Work instructions >>
Every entry below must appear again, exactly as written.

Data for this task >>
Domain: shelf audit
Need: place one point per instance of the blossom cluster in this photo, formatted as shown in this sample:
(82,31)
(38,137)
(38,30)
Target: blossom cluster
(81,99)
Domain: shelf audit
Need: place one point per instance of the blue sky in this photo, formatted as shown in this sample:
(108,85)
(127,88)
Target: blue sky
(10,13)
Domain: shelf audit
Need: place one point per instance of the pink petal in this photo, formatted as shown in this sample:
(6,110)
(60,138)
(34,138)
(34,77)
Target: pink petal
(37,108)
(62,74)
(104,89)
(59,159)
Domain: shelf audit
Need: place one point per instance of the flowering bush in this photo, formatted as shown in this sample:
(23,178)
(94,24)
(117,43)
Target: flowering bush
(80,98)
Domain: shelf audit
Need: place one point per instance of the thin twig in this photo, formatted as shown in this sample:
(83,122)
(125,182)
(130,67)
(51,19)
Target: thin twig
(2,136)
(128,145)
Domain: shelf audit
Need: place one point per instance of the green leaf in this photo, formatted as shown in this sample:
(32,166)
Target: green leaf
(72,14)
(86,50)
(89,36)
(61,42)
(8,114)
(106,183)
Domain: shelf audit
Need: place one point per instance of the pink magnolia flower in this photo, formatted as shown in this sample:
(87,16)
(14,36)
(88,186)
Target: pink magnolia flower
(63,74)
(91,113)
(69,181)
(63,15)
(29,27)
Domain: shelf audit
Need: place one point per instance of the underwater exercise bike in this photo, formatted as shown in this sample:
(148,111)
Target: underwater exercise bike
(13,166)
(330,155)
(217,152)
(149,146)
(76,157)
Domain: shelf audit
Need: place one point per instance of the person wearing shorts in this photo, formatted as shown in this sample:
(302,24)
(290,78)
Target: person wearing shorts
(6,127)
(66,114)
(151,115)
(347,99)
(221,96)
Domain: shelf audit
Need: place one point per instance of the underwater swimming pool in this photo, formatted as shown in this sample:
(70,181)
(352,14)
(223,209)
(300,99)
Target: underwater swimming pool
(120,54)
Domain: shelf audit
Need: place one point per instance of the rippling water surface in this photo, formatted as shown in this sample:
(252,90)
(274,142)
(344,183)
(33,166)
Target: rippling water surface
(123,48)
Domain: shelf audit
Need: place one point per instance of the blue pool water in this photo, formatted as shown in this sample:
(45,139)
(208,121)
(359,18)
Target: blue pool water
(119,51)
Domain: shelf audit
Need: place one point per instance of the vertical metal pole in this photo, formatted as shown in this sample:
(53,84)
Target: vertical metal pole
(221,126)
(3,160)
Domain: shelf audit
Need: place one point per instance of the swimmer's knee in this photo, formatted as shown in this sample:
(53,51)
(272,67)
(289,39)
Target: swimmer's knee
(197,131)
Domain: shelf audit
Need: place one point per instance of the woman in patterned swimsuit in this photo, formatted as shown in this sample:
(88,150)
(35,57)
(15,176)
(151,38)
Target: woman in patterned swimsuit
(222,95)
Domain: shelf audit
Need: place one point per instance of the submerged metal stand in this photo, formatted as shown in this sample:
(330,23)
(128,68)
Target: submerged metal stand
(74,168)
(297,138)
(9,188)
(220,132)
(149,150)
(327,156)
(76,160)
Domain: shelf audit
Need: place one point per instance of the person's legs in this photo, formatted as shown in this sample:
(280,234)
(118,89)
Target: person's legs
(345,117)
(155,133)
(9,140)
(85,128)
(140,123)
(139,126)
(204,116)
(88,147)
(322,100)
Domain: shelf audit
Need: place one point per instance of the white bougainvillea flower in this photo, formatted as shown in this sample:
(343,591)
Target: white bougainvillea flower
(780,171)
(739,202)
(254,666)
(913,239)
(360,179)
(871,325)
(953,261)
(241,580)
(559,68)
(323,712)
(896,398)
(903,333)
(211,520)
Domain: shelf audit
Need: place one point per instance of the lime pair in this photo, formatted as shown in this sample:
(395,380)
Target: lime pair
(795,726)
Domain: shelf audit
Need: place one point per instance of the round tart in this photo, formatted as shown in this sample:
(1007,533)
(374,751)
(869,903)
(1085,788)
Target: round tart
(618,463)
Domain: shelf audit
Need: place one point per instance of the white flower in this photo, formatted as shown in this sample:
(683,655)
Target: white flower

Reply to the exercise >>
Domain: shelf audit
Need: place one point per instance of the blossom cluster in this photo, formatted as shown in this sample:
(82,31)
(38,137)
(38,30)
Target: blossom cluster
(81,99)
Domain: shelf audit
Need: place one point per instance of the blue sky in this photo, formatted as shown in this sample:
(108,85)
(127,88)
Target: blue sky
(10,13)
Domain: shelf audit
Need: place one point per instance of the pink petal in this photo, formatted as shown in this sample:
(6,110)
(60,138)
(34,138)
(34,77)
Target: pink petal
(37,108)
(62,74)
(104,89)
(59,159)
Domain: shelf audit
Need: place one point per instance of the flowering bush in this photo, formatted as shown in this sample:
(23,178)
(94,24)
(117,43)
Target: flowering bush
(80,98)
Domain: shelf audit
Need: place one point per instance of the thin twig in this photo, formatted as shown in this sample:
(83,122)
(125,182)
(130,67)
(51,19)
Target: thin twig
(2,136)
(128,145)
Domain: shelf audit
Need: place one point per instance of the green leaf in this photo, formatted as shown in this sample:
(32,166)
Target: green leaf
(72,14)
(86,50)
(89,36)
(61,42)
(8,114)
(106,183)
Domain: shelf audit
Need: place one point per instance of the pink magnolia flower in this photo, formatted as shown in this sample:
(87,16)
(14,36)
(88,186)
Target: pink magnolia flower
(63,74)
(91,113)
(69,181)
(63,15)
(29,27)
Domain: shelf audit
Need: place one point per instance of the underwater exercise bike in this photo, formatted as shown in this sample:
(148,111)
Target: underwater exercise bike
(13,166)
(330,155)
(217,152)
(149,146)
(76,157)
Domain: shelf audit
Need: place one point per instance of the person wearing shorts in this photo, formatted as shown in this sample:
(302,24)
(290,78)
Target: person wearing shorts
(6,127)
(66,114)
(151,115)
(347,99)
(221,96)
Domain: shelf audit
Need: place one point per instance of the underwater swimming pool in this photo, formatted as shown in this sample:
(70,181)
(352,14)
(223,209)
(300,99)
Target: underwater swimming pool
(120,54)
Domain: shelf audit
Need: place one point per instance of the rippling water surface in this photo, formatted as shown in this sample:
(252,90)
(274,142)
(344,183)
(33,166)
Target: rippling water surface
(123,48)
Domain: shelf audit
Need: place one point per instance of the blue pool water in this photo, formatted as shown in this sample:
(45,139)
(208,121)
(359,18)
Target: blue pool water
(119,51)
Domain: shelf audit
Need: place one point per instance of the vertical metal pole in this photo, formatted as shown in this sample:
(53,84)
Target: vertical metal pole
(221,126)
(3,160)
Domain: shelf audit
Need: place one point per instance of the swimmer's knee in this photo, formatted as shown in this sample:
(53,51)
(272,67)
(289,39)
Target: swimmer's knee
(197,131)
Domain: shelf audit
Need: place one point per instance of the woman in patterned swimsuit in this photo, formatted as shown in this sample:
(88,150)
(35,57)
(15,176)
(151,38)
Target: woman in patterned swimsuit
(222,95)
Domain: shelf audit
Need: place one point per instance of the submerged metal stand in this photo, formatted as shown in this sample:
(330,23)
(128,68)
Target: submerged metal stand
(74,168)
(297,138)
(9,188)
(220,132)
(149,150)
(327,156)
(76,160)
Domain: shelf audit
Need: place one point per instance of the person's legs in this photo, formatted as shown in this sample:
(280,234)
(118,89)
Target: person's legs
(345,117)
(155,133)
(9,140)
(85,128)
(140,123)
(139,126)
(204,116)
(88,147)
(322,100)
Domain: shelf audit
Need: place one point per instance of the white bougainvillea flower in this photo, formatted as shown in this sample:
(343,591)
Target: white bougainvillea flower
(780,171)
(739,202)
(254,666)
(913,239)
(360,179)
(871,325)
(953,261)
(241,580)
(559,68)
(323,712)
(896,398)
(903,333)
(211,520)
Domain: shelf audit
Need: place one point per instance of the lime pair in this photo, formatted as shown in this sample:
(395,380)
Target: lime pair
(795,726)
Domain: shelf audit
Need: place one point per instance of the round tart in this photo, formatted as shown in this sample:
(1007,533)
(374,751)
(869,903)
(1085,788)
Target: round tart
(618,463)
Domain: shelf audit
Need: place one point per instance of the white flower in this photo, formatted as shown in this sample:
(683,655)
Target: white flower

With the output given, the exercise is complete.